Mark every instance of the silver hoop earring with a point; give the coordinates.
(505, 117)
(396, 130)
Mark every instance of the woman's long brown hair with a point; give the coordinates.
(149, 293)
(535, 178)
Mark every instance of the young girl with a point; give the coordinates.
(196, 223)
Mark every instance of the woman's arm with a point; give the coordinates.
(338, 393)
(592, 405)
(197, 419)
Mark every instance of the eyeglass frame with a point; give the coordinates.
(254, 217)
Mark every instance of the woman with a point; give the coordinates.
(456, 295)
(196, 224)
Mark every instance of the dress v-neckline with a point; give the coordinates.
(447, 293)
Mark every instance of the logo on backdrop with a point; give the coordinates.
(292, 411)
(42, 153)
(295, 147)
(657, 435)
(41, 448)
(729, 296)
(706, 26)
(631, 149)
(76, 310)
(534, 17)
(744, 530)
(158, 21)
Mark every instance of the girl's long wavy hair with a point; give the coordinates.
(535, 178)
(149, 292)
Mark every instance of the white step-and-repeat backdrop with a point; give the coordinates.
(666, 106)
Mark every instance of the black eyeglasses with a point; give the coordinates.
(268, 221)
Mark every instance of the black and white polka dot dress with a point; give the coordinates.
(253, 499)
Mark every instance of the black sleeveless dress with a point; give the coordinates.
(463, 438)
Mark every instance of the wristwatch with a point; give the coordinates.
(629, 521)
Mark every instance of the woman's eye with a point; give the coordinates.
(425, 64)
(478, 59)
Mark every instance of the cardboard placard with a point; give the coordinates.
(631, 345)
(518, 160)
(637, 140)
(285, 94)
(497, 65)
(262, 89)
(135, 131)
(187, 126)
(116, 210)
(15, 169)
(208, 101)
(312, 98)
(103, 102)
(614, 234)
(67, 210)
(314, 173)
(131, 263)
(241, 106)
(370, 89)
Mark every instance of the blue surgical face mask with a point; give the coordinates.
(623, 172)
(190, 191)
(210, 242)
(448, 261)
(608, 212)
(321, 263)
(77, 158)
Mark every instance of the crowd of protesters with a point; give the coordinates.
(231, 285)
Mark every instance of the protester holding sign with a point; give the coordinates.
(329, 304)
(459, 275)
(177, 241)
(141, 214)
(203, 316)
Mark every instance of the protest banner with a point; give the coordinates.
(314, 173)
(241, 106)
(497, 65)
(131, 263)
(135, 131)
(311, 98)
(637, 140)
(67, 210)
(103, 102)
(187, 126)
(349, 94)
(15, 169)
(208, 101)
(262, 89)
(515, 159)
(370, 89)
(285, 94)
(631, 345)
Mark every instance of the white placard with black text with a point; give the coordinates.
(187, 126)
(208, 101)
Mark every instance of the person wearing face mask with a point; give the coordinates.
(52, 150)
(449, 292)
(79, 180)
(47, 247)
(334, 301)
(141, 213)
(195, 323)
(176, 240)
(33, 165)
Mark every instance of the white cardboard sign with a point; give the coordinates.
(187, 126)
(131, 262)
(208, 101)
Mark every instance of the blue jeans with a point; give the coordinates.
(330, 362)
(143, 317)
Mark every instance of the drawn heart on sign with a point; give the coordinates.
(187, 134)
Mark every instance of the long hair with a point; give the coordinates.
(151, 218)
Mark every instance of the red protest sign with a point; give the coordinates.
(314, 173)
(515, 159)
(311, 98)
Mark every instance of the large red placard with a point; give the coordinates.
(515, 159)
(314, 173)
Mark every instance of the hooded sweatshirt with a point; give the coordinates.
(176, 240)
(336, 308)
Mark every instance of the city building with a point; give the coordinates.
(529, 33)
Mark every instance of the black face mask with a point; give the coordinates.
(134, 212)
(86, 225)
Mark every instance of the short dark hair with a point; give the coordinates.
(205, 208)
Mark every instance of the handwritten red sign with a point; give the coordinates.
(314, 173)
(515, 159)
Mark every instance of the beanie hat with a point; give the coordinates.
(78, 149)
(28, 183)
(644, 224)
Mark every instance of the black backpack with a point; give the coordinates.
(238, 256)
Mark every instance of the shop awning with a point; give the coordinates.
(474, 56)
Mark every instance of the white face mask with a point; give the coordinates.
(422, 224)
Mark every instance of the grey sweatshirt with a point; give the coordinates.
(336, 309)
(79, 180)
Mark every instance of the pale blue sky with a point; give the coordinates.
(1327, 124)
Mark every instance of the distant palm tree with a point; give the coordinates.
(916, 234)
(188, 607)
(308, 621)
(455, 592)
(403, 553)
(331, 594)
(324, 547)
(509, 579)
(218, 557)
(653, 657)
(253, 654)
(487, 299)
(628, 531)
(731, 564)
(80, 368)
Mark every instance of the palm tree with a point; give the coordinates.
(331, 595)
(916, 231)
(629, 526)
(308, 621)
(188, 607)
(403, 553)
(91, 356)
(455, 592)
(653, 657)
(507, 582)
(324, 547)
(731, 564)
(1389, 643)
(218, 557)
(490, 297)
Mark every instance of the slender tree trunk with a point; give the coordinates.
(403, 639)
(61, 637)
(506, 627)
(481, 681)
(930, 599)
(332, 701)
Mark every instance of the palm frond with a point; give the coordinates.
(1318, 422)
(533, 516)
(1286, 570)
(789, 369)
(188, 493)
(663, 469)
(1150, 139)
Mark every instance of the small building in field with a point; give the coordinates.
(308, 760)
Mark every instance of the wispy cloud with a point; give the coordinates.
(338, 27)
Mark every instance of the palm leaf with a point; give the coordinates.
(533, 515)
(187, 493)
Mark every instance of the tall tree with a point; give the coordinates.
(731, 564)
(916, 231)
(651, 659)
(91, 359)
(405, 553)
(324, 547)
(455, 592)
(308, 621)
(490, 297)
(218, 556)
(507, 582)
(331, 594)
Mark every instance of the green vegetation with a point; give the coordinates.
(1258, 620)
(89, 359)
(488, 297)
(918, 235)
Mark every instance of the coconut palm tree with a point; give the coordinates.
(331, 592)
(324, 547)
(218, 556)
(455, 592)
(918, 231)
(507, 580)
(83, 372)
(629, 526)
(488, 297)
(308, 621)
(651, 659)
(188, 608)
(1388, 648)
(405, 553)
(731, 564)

------------

▸ **What you should do**:
Give back the lines of the listing from the one with "Mark every instance of the small" through the end, both included, exactly as written and with nothing added.

▸ **Written solution**:
Mark every instance of the small building in field with a point; give the coordinates.
(308, 760)
Mark every instance of the wispy cloud with a point; give the coordinates.
(338, 27)
Mark every instance of the palm leaf with a point; give the coordinates.
(533, 515)
(187, 493)
Mark every instance of the tall tree with a point; give the coordinates.
(731, 564)
(916, 231)
(651, 659)
(91, 359)
(405, 553)
(324, 547)
(455, 592)
(308, 621)
(490, 297)
(218, 556)
(507, 582)
(331, 594)
Mark every instance of the green vegetation with a point; give the coordinates.
(1258, 620)
(89, 359)
(488, 297)
(918, 235)
Mark every instance of the coconut palm tree with a point; give the coordinates.
(331, 592)
(324, 547)
(218, 556)
(455, 592)
(918, 231)
(507, 580)
(83, 372)
(629, 526)
(488, 297)
(308, 621)
(651, 659)
(188, 608)
(1388, 648)
(405, 553)
(731, 564)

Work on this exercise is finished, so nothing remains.